From top to bottom, each entry below must be reproduced exactly.

━━ INFORMATION GIVEN

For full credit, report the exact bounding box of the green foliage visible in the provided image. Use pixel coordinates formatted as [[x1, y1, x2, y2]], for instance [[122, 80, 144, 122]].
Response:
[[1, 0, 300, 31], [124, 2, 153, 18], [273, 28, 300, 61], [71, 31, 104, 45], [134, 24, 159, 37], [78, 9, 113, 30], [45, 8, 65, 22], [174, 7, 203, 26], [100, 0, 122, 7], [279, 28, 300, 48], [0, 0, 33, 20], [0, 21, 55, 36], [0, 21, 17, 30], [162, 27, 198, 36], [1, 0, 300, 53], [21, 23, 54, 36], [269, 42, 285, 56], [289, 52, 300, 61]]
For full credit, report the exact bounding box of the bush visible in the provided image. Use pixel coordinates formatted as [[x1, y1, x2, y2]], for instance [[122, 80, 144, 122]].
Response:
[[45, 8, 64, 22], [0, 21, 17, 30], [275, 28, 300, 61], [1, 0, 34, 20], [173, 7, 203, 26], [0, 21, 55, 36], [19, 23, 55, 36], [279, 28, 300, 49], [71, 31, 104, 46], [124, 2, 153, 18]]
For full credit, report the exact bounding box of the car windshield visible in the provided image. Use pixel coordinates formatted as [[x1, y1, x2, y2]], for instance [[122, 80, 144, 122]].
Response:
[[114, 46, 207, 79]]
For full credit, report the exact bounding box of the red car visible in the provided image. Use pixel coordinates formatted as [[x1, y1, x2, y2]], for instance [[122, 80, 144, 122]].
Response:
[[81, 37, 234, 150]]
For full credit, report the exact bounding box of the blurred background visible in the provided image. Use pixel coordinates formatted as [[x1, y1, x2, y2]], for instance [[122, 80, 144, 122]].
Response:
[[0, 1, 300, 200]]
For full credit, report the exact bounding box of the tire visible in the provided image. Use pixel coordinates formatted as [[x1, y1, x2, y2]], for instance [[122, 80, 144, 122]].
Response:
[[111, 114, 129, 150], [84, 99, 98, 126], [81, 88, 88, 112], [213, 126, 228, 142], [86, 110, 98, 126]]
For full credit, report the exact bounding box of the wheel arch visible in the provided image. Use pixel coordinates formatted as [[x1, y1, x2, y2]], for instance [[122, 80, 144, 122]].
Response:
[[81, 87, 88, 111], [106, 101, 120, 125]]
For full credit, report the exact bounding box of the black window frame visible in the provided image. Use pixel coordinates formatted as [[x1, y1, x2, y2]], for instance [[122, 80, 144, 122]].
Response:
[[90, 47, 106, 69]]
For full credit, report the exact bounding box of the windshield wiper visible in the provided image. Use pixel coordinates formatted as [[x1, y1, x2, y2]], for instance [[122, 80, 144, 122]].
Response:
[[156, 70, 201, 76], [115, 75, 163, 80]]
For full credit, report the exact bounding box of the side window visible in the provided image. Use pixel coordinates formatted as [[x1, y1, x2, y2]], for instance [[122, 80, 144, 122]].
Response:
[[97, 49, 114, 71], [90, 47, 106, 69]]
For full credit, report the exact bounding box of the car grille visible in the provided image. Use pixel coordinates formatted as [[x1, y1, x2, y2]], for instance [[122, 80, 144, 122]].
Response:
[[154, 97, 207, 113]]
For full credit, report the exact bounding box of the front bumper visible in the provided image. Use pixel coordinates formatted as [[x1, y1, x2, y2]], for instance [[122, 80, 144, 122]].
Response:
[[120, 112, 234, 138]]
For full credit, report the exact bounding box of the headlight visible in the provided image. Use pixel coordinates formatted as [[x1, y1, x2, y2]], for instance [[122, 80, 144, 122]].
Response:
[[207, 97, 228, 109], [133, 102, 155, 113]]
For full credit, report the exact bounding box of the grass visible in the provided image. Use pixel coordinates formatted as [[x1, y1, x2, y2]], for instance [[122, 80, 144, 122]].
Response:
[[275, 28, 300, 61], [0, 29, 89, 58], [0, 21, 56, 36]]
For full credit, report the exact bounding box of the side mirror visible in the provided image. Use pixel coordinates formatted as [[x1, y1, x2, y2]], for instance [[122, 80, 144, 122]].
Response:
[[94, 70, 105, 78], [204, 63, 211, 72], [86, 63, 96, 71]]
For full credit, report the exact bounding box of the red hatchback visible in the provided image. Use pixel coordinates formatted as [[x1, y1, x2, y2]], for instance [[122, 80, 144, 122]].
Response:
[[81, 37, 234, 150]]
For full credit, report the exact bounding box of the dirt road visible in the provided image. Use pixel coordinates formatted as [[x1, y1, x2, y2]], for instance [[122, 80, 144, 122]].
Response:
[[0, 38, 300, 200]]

━━━━

● SOLVED EXERCISE
For full credit, report the exact bounding box of the green foliage visible in the provided image. Use pixel coordinates formatted as [[x1, y1, x2, y2]], for instance [[122, 80, 144, 122]].
Response:
[[1, 0, 300, 31], [124, 2, 153, 18], [273, 28, 300, 61], [71, 31, 104, 45], [134, 24, 159, 37], [78, 9, 113, 30], [45, 8, 65, 22], [174, 7, 203, 26], [100, 0, 122, 7], [279, 28, 300, 48], [0, 0, 33, 20], [0, 21, 55, 36], [0, 21, 17, 30], [162, 27, 198, 36], [1, 0, 300, 53], [21, 23, 54, 36], [269, 42, 285, 56], [289, 52, 300, 61]]
For full credit, report the exact bounding box of the bush visible in the provided image. Use pixel coordinates formatted as [[x1, y1, x2, y2]], for instance [[122, 80, 144, 122]].
Response:
[[45, 8, 64, 22], [0, 21, 17, 30], [275, 28, 300, 61], [1, 0, 34, 20], [173, 7, 203, 26], [0, 21, 55, 36], [19, 23, 55, 36], [279, 28, 300, 49], [71, 31, 104, 46], [124, 2, 153, 18]]
For full credit, report the exact bounding box of the car windshield visible in the provided image. Use pixel coordinates formatted as [[x1, y1, x2, y2]], for instance [[122, 80, 144, 122]].
Response:
[[114, 46, 207, 79]]
For full credit, report the exact bounding box of the red car visible in the provided image. Use pixel coordinates formatted as [[x1, y1, x2, y2]], for instance [[122, 80, 144, 122]].
Response:
[[81, 37, 234, 150]]
For full credit, report the exact bounding box of the blurred background visible in the provided image. Use pixel coordinates formatted as [[x1, y1, x2, y2]], for instance [[122, 80, 144, 122]].
Response:
[[0, 1, 300, 200]]
For full credit, report the exact bounding box of the tire visible in the provided image. Use pixel coordinates formatted as [[x1, y1, x2, y2]], for instance [[122, 80, 144, 122]].
Response:
[[111, 114, 129, 150], [84, 99, 98, 126], [81, 88, 88, 112], [213, 126, 228, 142], [86, 110, 98, 126]]
For full credit, report the exact bounding box of the wheel arch visible in the provided image. Use pixel coordinates formatted as [[x1, y1, x2, y2]], for instance [[122, 80, 144, 122]].
Response:
[[81, 87, 88, 111], [106, 101, 120, 125]]
For full credit, report the exact bounding box of the black window frame visible in the provided image. Use pixel coordinates formatted as [[x1, y1, x2, y2]], for instance [[122, 80, 144, 122]].
Response:
[[90, 47, 106, 69]]
For full credit, report the exact bounding box of the windshield wiper visible in the provided image. Use pixel coordinates formatted as [[x1, y1, x2, y2]], for instance [[122, 80, 144, 122]].
Response:
[[156, 70, 201, 76], [115, 75, 163, 80]]
For full credit, report the exact bounding box of the side window visible in the provided image. Use pixel coordinates formatted as [[x1, y1, x2, y2]], for instance [[122, 80, 144, 122]].
Response:
[[97, 49, 114, 71], [90, 47, 106, 69]]
For full credit, report the exact bounding box of the car grille visible in the provided image. Use pixel coordinates formatted as [[x1, y1, x2, y2]], for instance [[122, 80, 144, 122]].
Response:
[[154, 97, 207, 113]]
For full credit, report the exact bounding box of the front bumper visible in the provided image. Use pixel coordinates formatted as [[x1, y1, x2, y2]], for instance [[122, 80, 144, 122]].
Response:
[[120, 112, 234, 138]]
For full credit, report the exact bounding box of the headlight visible in the provided image. Use pixel coordinates formatted as [[x1, y1, x2, y2]], for instance [[122, 80, 144, 122]].
Response:
[[207, 97, 228, 109], [133, 102, 155, 113]]
For full credit, report the exact bounding box of the grass visible in the provided image. Use pixel coordinates formatted as [[x1, y1, x2, y2]], for instance [[122, 80, 144, 122]].
Response:
[[275, 28, 300, 61], [0, 29, 89, 58], [0, 21, 56, 36]]
For full credit, report the exact bounding box of the side mirror visible in the provided image. Use pixel coordinates formatted as [[x1, y1, x2, y2]], for instance [[122, 80, 144, 122]].
Response:
[[94, 70, 105, 78], [204, 63, 211, 72], [86, 63, 96, 71]]
For full credit, report the exact bounding box of the red hatchback visible in the provided image. Use pixel coordinates formatted as [[x1, y1, x2, y2]], for instance [[122, 80, 144, 122]].
Response:
[[81, 37, 234, 150]]
For full credit, report the exact bounding box of the dirt road visible in the provided image. Use pixel coordinates formatted as [[x1, y1, x2, y2]], for instance [[122, 80, 144, 122]].
Response:
[[0, 38, 300, 200]]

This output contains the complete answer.